Passage:
-=-=-

I must admit that I put off writing about this episode because I found a somewhat offhand comment so fucking annoying, so it's now a week after I saw it.
Basically, a lot of people start getting visual and auditory hallucinations. It turns out to be an unknown compound in the water from the comet that's somewhat close to LSD on a molecular level, which is supposed to be why most people are experiencing hallucinations. It's not structured in a way that the filtration systems built back on Earth caught it, or something.
The head of security does question Lieutenant Garnet about that video of her killing someone in a bar fight. It turns out that Garnet and Whatsherface were clones in a secret government experiment that involved genetic testing. The syringe of orange stuff put in the clone made her more aggressive, but the tardigrade-slash-blue stuff in Garnet's syringe just made her a bit better than the average human for space exploration (for example, she can withstand more solar radiation). It was actually the clone in the video, and Garnet had an alibi to prove that.
However, no one's supposed to know about government cloning experiments, so Felix [aka security guy] can't just say that to the other lieutenants during his investigation. It seems like unnecessary drama, and like, they could just say that Garnet has an identical twin back on Earth. Garnet is the only person on the ship who isn't hallucinating - because the tardigrade stuff has triggered a protein to breakdown the unfamiliar compound - so duplicating those proteins from her blood and using them in the water supply is the 'fix' for everyone else, which led to a sort of smug 'I helped you and you don't even know it' comment from her.
It's not that nothing else happens, but this is the major Issue Of The Week since too much of the argon-derived compound could lead to seizures, unconsciousness, and eventually death. Right, so, that offhand comment. Dr Kabir was given a line about "bringing anyone who seemed manic" to the med bay, and I just didn't have the patience to write about this initially. Like, words have meanings.
It is not a guarantee that someone in a manic state will show these symptoms, and even if a manic episode with psychotic symptoms is happening, it's not as simple as 'this manifestation of your mentor will give you the answer to your problem' or your subconscious will conveniently talk you to an answer somehow. That's very clearly a tactic for the show to feature other characters and figure how narrative things. If it were only people figuring things out, it'd probably be easier for me to ignore this lapse, but one character is presented as fist fighting someone who's not there. Another experiences one of his colleagues telling him that they should kill Lieutenant Garnet, and a third hallucinates someone telling her they committed the murder being investigated.
People who experience any degree of psychosis - as this is not something limited to mania - already experience a lot of assumptions that they will be dangerous and more prone to violence. This isn't to say that no one could ever be even a little dangerous while psychotic, but a work of fiction is not the same as an actual person talking about something. The writers are not required to use the Insane Equals Violent trope. They don't need to blur the lines of 'actually true or helpful' hallucination with 'questionably true' delusion - if the characters who experienced the "fear based hallucinations" around murder are shown to actually believe them or turn out to be correct.

-=-=-

Supplied data:
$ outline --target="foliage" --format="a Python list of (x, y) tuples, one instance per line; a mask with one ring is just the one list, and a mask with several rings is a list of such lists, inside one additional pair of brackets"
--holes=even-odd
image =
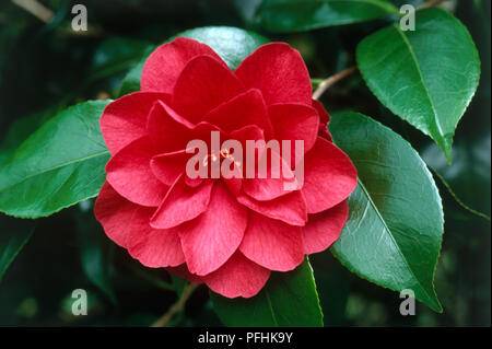
[[(91, 200), (109, 159), (102, 110), (138, 91), (149, 54), (176, 36), (210, 45), (231, 69), (269, 40), (297, 48), (314, 78), (356, 65), (360, 74), (332, 86), (321, 102), (332, 114), (335, 143), (358, 168), (359, 186), (330, 248), (336, 259), (327, 252), (312, 256), (274, 274), (248, 300), (200, 288), (168, 325), (490, 324), (490, 294), (483, 295), (490, 293), (490, 221), (472, 210), (490, 212), (489, 2), (419, 10), (417, 30), (403, 32), (401, 3), (389, 0), (191, 7), (142, 0), (115, 10), (122, 23), (101, 2), (86, 1), (86, 37), (69, 30), (67, 4), (47, 3), (56, 11), (49, 24), (12, 3), (0, 5), (9, 14), (8, 24), (0, 22), (9, 27), (0, 45), (12, 47), (0, 56), (0, 211), (11, 216), (0, 216), (0, 324), (145, 326), (181, 296), (183, 279), (143, 268), (108, 243)], [(434, 182), (430, 168), (445, 182)], [(25, 277), (31, 270), (36, 282)], [(84, 319), (74, 319), (67, 305), (77, 288), (90, 290), (92, 315)], [(399, 298), (385, 288), (412, 289), (444, 313), (421, 306), (417, 318), (391, 315)], [(473, 292), (481, 295), (462, 298)], [(459, 302), (472, 305), (459, 311)]]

-=-=-

Try it: In the episode review, reproduce the words from "I must admit" to "it, or something.".

Result:
I must admit that I put off writing about this episode because I found a somewhat offhand comment so fucking annoying, so it's now a week after I saw it.
Basically, a lot of people start getting visual and auditory hallucinations. It turns out to be an unknown compound in the water from the comet that's somewhat close to LSD on a molecular level, which is supposed to be why most people are experiencing hallucinations. It's not structured in a way that the filtration systems built back on Earth caught it, or something.